- Opening Delimiter -

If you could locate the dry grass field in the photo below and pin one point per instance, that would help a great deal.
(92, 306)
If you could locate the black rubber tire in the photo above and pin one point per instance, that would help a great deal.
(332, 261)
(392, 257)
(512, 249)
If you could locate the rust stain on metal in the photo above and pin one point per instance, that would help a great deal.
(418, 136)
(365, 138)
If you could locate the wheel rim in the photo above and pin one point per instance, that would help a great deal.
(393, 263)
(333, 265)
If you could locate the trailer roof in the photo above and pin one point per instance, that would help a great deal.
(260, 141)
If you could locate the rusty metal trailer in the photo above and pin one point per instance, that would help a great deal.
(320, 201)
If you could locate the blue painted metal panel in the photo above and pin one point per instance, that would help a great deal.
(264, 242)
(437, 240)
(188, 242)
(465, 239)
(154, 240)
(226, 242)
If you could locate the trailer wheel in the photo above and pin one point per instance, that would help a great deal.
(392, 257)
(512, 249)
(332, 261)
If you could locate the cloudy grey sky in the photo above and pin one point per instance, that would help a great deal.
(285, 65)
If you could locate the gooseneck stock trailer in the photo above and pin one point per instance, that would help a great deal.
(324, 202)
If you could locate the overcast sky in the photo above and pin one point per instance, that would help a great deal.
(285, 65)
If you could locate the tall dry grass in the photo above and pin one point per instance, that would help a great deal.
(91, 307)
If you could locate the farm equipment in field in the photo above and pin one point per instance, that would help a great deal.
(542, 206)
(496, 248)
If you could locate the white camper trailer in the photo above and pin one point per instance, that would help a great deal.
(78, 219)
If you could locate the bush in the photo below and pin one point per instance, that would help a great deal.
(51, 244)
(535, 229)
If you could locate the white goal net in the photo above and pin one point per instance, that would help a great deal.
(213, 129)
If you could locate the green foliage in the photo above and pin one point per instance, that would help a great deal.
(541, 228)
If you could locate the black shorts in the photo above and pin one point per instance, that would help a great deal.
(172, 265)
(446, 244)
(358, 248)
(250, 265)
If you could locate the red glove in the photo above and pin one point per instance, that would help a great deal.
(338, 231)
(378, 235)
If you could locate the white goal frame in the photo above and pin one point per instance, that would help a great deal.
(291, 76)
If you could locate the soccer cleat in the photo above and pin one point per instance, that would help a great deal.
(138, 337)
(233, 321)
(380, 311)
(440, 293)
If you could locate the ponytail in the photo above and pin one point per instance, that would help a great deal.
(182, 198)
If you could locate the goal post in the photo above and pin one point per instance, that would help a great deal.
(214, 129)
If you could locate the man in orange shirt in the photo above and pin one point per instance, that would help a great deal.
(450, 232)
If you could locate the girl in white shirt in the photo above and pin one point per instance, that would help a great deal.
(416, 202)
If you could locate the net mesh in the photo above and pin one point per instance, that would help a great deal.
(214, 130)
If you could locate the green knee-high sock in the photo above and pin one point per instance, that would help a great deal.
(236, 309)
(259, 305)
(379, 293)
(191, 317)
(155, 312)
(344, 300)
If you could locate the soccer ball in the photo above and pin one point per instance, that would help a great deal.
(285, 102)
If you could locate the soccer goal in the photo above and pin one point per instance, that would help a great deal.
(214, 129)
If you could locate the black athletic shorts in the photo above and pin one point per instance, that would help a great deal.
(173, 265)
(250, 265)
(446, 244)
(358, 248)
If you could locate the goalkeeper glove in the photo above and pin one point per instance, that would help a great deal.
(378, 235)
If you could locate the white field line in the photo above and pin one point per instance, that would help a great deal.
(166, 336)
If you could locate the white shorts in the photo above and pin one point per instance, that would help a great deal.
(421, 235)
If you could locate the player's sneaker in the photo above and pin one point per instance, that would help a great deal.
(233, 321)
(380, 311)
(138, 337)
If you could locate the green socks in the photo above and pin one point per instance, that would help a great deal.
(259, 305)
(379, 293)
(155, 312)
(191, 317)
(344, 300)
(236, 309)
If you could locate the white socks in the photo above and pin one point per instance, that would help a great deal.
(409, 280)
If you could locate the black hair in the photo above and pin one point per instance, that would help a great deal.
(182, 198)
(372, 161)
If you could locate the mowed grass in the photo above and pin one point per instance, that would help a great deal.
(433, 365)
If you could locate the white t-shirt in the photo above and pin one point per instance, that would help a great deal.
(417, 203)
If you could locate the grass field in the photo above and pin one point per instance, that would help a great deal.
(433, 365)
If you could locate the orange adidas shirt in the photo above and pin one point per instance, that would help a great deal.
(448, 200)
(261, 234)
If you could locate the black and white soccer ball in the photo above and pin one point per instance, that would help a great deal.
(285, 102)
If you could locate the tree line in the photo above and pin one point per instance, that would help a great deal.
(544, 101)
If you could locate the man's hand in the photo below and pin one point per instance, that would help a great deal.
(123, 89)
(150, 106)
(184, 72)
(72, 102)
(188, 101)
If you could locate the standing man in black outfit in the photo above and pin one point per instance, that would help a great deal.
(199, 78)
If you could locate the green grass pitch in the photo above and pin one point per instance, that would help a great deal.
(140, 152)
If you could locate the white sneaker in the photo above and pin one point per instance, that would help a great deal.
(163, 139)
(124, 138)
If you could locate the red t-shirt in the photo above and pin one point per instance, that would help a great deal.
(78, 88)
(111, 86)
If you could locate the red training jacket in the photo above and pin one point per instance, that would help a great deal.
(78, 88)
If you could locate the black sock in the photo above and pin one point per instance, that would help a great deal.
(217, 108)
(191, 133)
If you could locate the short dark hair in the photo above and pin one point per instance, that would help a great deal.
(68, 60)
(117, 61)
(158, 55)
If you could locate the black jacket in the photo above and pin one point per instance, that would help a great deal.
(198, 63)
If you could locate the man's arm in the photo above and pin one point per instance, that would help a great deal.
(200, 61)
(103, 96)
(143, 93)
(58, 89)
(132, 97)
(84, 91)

- Closing Delimiter -

Exercise directions
Reproduce all the entries verbatim, leaving nothing out.

Written answer
If you could locate the dry grass field in the photo below and pin one point per instance, that would help a great deal.
(92, 306)
If you could locate the black rubber tire in the photo above and pin one point per instance, that would help a great deal.
(332, 261)
(392, 257)
(512, 249)
If you could locate the rust stain on metal in the photo above and pin one point per instance, that would help a great deal.
(418, 136)
(365, 138)
If you could locate the wheel rim in the photo above and pin one point per instance, that would help a great deal.
(393, 263)
(333, 265)
If you could locate the trailer roof in the photo above and pin one point per instance, that would help a great deal.
(260, 141)
If you could locate the rusty metal trailer in the photo above and pin one point per instance, that would help a great deal.
(320, 201)
If you could locate the blue painted metal panel in the photo above and pin one point per instance, that would help a great deal.
(264, 242)
(437, 240)
(188, 242)
(465, 239)
(154, 240)
(226, 242)
If you could locate the trailer wheel in the photo above and pin one point per instance, that would help a great deal.
(392, 257)
(512, 249)
(332, 261)
If you could locate the cloudy grey sky in the photo above and pin one point per instance, that would help a great deal.
(285, 65)
If you could locate the gooseneck stock trailer in the photo above and pin one point per instance, that would help a great deal.
(324, 202)
If you could locate the overcast sky in the photo above and pin one point per instance, that would help a great deal.
(285, 65)
If you could locate the tall dry grass in the photo above and pin one point per instance, that would help a great deal.
(91, 307)
If you could locate the farm equipment in field in the photo above and pin one point per instance, that would help a great deal.
(542, 206)
(496, 248)
If you could locate the white camper trailer in the photo above and pin one point per instance, that would help a great deal.
(78, 219)
If you could locate the bush in the photo below and pin one point per instance, that would help a great deal.
(51, 244)
(535, 229)
If you could locate the white goal net in the photo above and pin one point per instance, that would help a great deal.
(213, 129)
If you could locate the green foliage in the photo above and pin one point per instance, that would help a great deal.
(541, 228)
If you could locate the black shorts in the photo above and pin one point per instance, that would help a great deal.
(172, 265)
(446, 244)
(358, 248)
(250, 265)
If you could locate the red glove in the photo above and pin one point per instance, that would help a great deal.
(338, 231)
(378, 235)
If you could locate the white goal frame in the photo above and pin one point per instance, that would help a great deal.
(291, 76)
If you could locate the soccer cleat in the photo above and pin one point per instance, that would help a great deal.
(138, 337)
(233, 321)
(380, 311)
(440, 293)
If you could locate the ponytail in the photo above and pin one point per instance, that would help a great deal.
(182, 198)
If you could locate the goal post in the photo above and pin one point per instance, that would help a great deal.
(214, 129)
If you could locate the man in orange shirt in the photo above and pin one point per instance, that would help a great deal.
(450, 232)
If you could locate the girl in white shirt in the photo above and pin one point per instance, that would help a great deal.
(416, 202)
If you could locate the net mesh in the photo above and pin one point per instance, that would help a great deal.
(214, 130)
If you could locate the green knee-high sock in the photo above and pin one point per instance, that would help a great deal.
(236, 309)
(259, 305)
(379, 293)
(191, 317)
(155, 312)
(344, 300)
If you could locate the soccer ball in the photo above and pin one point per instance, that would help a great deal.
(285, 102)
If you could locate the soccer goal in the photo above and pin one point per instance, that would help a great deal.
(214, 129)
If you could locate the black athletic shorts in the photo above and pin one point per instance, that would help a great deal.
(173, 265)
(250, 265)
(446, 244)
(358, 248)
If you could locate the goalkeeper glove in the photo above and pin one point per instance, that would help a great deal.
(378, 235)
If you could locate the white field line in the photo above and pin one point per instance, that would help a great deal.
(166, 336)
If you could locate the white shorts in the photo above and pin one point per instance, that would help a great deal.
(421, 235)
If you could locate the player's sneaker in the photo above and pin one point per instance, that would help a great deal.
(233, 321)
(380, 311)
(138, 337)
If you could locate the green socks in the photo above and pin one point per instance, that would help a great deal.
(259, 305)
(379, 293)
(155, 312)
(191, 317)
(344, 300)
(236, 309)
If you could locate the white socks in the photo above and pin one point per instance, that would help a great deal.
(409, 280)
If you could locate the black hair in the photo above and pin one point per instance, that would help a great deal.
(182, 198)
(372, 161)
If you could locate the mowed grass in the photo above and pin one point per instance, that would help a great deal.
(433, 365)
If you could locate the white t-shirt in the photo above and pin one point per instance, that would help a great deal.
(417, 203)
If you could locate the grass field in the photo above and pin one point per instance, that would help a great deal.
(433, 365)
If you could locate the orange adidas shirt in the photo above and pin one point per instance, that would help a great deal.
(448, 200)
(261, 234)
If you could locate the black and white soccer ball in the photo above and pin one point per instance, that would help a great deal.
(285, 102)
If you could locate the tree line in the photo above and pin one point per instance, that would help a great deal.
(544, 101)
If you could locate the man's hand in the photo below and pin one point per instance, that would help a great deal.
(123, 89)
(150, 106)
(184, 72)
(72, 102)
(188, 101)
If you could locate the standing man in black outfit in the photo above and pin one point per instance, that would help a great deal.
(199, 78)
If you could locate the green grass pitch in the photo above and pin one point per instance, that would help a great deal.
(140, 152)
If you could locate the white sneaker in the photo above and pin one point per instance, that would help a great deal.
(163, 139)
(124, 138)
If you could locate the red t-shirt in the photo above and pin one point per instance, that would help a great deal.
(78, 88)
(111, 86)
If you could locate the red training jacket in the photo above and pin one point per instance, that would help a great deal.
(78, 88)
If you could locate the black sock in the photo above and pin one point per instance, that would help a great deal.
(217, 108)
(191, 133)
If you could locate the short dark hair in the photo above and pin one point per instance, that would help a great deal.
(68, 60)
(117, 61)
(158, 55)
If you could locate the black jacket in the photo above and pin one point per instance, that would help a great deal.
(198, 63)
If you could locate the man's arm in the photo above and pin one point per instance, that would help a great deal.
(200, 61)
(103, 96)
(143, 93)
(58, 89)
(132, 97)
(84, 91)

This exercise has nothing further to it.